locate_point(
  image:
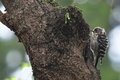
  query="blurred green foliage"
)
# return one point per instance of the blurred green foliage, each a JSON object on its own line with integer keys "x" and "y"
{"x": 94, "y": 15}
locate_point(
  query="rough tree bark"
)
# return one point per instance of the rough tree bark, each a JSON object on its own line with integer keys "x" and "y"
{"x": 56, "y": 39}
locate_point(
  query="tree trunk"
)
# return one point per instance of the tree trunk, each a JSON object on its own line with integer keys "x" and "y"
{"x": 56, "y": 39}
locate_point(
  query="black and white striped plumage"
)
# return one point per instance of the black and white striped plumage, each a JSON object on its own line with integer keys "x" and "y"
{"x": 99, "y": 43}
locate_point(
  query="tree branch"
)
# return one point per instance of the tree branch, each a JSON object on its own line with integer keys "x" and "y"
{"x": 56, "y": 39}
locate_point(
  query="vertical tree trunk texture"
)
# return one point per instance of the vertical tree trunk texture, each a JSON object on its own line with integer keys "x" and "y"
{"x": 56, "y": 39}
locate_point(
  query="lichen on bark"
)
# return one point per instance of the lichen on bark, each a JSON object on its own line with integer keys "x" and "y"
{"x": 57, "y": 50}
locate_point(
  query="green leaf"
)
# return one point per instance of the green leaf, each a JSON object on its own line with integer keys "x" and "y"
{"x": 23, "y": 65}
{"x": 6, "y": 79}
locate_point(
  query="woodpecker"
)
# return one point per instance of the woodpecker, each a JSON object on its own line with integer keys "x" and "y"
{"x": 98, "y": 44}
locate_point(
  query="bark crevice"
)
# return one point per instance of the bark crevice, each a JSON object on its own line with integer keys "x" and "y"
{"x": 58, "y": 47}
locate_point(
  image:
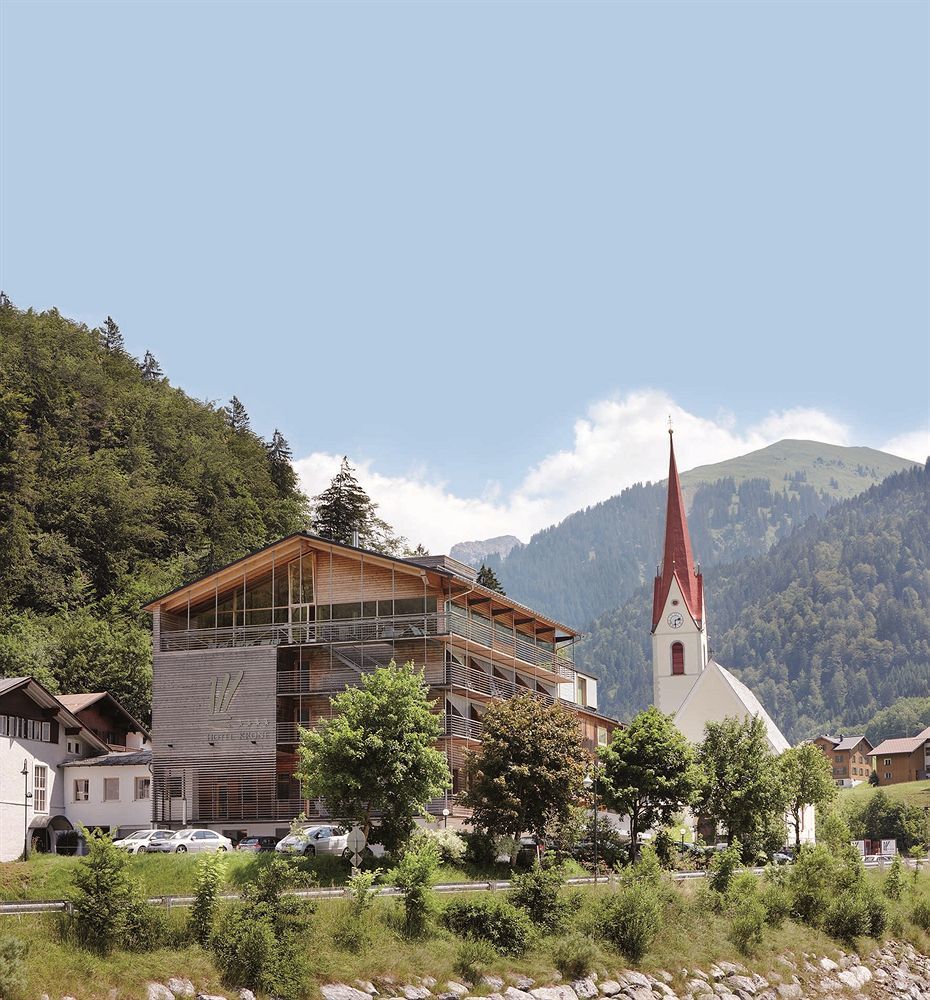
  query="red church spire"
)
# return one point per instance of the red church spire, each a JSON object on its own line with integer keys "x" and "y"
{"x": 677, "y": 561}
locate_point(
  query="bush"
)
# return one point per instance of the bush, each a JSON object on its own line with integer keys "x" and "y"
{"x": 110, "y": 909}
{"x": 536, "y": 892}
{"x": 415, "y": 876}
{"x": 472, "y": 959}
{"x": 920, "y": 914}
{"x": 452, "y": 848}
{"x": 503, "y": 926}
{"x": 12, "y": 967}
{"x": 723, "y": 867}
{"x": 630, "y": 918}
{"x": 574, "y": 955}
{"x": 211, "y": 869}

::::::::::

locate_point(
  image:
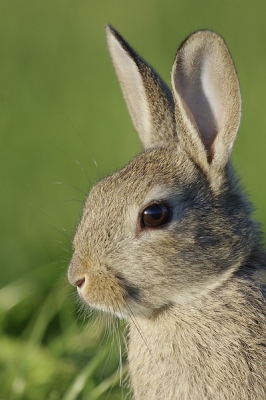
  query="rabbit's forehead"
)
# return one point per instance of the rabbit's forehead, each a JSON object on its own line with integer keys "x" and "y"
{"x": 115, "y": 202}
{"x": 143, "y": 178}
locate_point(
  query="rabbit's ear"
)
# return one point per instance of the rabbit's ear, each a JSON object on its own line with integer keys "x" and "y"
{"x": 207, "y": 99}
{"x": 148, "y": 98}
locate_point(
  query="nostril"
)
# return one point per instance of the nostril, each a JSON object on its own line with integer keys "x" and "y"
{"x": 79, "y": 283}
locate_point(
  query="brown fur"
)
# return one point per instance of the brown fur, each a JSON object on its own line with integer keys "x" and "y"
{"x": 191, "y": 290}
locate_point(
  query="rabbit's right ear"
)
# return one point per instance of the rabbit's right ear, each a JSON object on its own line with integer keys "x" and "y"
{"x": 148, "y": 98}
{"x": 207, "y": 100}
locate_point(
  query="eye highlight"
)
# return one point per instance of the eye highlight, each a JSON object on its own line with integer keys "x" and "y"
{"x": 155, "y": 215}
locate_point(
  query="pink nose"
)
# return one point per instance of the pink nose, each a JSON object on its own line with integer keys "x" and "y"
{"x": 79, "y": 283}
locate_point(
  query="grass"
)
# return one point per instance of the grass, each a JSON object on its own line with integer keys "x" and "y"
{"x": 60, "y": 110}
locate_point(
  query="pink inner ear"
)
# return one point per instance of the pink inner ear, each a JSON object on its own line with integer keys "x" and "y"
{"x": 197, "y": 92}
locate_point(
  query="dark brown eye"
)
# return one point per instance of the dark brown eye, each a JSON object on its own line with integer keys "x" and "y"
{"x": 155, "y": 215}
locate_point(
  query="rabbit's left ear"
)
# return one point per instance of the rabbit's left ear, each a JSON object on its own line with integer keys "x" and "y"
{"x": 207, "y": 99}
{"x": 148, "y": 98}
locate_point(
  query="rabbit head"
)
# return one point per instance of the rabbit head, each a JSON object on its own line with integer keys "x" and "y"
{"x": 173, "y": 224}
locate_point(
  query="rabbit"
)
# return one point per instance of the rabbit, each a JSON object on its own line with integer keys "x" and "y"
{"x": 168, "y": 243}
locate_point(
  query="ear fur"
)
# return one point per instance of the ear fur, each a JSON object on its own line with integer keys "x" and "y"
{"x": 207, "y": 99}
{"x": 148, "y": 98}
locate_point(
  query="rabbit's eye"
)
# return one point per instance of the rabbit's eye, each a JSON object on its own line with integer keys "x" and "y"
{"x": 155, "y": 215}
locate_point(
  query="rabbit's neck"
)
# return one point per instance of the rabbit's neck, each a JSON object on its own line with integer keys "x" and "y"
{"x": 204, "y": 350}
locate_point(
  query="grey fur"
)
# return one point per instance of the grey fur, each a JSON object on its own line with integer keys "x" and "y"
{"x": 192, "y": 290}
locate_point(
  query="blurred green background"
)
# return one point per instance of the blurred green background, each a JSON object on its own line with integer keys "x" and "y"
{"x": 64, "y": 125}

::::::::::

## What needs to be done
Gather each line from the records that contains the word "bark" and copy them out, treating uppercase and lowercase letters as different.

## Result of the exercise
  query="rough tree bark"
# return one point per instance of the rough tree bark, each a JSON object on its own line with integer keys "x" and "y"
  query="lichen on bark"
# return one point per instance of the lichen on bark, each a JSON object on its own line with integer keys "x" and "y"
  query="bark crevice"
# return one point per instance of the bark crevice, each a JSON object on its own line with integer keys "x" and "y"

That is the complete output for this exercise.